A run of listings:
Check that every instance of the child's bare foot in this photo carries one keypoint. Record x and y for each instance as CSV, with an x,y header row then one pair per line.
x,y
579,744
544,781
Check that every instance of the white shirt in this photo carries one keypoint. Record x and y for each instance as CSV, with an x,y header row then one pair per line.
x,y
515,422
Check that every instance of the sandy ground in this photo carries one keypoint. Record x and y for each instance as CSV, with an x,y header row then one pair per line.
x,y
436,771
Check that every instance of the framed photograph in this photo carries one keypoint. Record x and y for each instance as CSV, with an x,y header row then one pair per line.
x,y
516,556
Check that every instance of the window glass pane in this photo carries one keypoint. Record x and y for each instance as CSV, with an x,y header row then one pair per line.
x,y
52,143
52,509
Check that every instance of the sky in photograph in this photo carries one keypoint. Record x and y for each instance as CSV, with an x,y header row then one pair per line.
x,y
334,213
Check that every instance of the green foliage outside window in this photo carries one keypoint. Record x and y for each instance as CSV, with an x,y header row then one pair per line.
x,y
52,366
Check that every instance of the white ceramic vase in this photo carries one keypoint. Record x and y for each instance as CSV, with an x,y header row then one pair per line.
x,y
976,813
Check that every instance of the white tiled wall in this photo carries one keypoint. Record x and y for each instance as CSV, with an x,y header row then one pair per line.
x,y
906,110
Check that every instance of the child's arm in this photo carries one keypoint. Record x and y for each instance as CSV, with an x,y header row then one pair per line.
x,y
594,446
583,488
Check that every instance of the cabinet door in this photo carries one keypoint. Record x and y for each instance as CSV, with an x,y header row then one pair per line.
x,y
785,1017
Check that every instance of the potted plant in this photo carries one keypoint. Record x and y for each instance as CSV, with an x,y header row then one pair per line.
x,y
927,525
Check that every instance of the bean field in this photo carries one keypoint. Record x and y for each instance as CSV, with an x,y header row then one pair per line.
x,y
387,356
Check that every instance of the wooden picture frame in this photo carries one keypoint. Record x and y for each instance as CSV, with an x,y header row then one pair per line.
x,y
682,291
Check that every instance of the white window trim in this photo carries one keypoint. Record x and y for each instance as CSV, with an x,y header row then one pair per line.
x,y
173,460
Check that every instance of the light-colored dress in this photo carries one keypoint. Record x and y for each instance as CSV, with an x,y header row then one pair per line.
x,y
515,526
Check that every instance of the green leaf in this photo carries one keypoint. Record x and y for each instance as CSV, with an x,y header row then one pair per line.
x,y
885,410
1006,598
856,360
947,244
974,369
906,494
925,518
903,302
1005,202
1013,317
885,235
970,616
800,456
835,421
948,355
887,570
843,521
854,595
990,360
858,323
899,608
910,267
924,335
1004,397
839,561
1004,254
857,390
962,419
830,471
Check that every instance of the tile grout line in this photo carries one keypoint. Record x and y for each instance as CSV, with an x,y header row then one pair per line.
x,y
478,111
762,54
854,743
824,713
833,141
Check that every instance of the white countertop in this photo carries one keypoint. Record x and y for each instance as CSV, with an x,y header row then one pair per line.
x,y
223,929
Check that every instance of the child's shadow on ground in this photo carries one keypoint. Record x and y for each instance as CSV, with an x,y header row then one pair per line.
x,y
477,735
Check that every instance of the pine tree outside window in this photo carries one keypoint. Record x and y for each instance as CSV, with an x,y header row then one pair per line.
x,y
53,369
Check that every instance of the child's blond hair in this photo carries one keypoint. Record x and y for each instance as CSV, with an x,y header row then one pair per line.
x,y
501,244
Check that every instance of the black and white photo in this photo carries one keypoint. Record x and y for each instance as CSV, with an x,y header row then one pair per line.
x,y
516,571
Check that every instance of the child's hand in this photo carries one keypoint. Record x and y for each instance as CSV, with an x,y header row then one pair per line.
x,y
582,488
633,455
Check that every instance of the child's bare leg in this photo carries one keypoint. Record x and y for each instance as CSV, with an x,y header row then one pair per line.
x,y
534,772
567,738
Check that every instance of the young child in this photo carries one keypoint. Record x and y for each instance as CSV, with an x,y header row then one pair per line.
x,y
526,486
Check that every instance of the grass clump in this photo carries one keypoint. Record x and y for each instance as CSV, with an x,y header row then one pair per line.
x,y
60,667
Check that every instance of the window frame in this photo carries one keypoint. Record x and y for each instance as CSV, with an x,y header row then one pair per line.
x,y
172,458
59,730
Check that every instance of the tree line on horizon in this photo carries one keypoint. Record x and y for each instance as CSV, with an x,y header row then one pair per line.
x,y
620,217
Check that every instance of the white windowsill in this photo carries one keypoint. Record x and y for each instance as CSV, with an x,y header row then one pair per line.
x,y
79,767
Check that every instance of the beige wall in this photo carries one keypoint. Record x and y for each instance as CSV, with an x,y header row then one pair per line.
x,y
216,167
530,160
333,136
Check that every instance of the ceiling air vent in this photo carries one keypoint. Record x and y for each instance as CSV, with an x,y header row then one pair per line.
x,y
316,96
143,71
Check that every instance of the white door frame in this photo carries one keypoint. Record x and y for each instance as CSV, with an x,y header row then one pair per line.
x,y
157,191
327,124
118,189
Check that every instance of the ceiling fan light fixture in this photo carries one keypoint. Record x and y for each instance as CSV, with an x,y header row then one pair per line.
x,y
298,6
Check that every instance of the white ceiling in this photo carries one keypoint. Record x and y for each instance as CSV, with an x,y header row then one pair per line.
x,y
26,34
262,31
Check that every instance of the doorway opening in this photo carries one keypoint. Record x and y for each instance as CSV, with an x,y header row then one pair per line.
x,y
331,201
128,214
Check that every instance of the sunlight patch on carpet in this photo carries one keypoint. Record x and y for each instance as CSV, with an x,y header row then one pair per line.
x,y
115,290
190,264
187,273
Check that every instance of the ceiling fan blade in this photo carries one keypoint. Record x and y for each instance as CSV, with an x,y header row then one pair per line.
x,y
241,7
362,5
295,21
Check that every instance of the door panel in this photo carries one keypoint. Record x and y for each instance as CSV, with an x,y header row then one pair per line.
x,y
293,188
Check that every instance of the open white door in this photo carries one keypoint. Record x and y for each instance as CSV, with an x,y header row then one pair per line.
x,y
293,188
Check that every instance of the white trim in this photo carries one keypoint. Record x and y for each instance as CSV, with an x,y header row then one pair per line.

* The exercise: Can you return, word for word, the portion of the listing that begins with the line containing "Check that every instance of the white ceiling" and continues through the last line of the listing, with both of those lines included?

* Finished exercise:
Check that every instance of the white ceiling in this photo carries one keypoint. Record x and y for each instance as CSV, with an x,y header row then one pair per line.
x,y
26,34
262,31
Check that every instance of the doorway opening in this photo carries one keypoint. Record x and y for each instance as CSV, with an x,y header row then one pair per line.
x,y
331,201
128,214
Check that every instance of the sunlight patch on carpet in this photo carries one keypoint. Record x and y for each instance as CSV, with an x,y header row then one pair per line.
x,y
115,290
190,264
187,273
Check that every instance of the ceiling fan blade in this photo carries one keypoint. Record x and y for each instance as CSV, with an x,y header row then one pair per line.
x,y
241,7
362,5
295,21
Check that every instance of the door panel in this photo carries one keypoint. Record x and y for each instance as CSV, with an x,y header row then one pair per line.
x,y
293,188
Check that every instance of the open white door in this photo carries one keypoint. Record x and y for each instance as CSV, with an x,y header row then one pair per line.
x,y
293,188
Check that every instance of the white trim in this photo carries one keypoint. Record x and y for each instance as CSV, with an x,y header row then one pair per line.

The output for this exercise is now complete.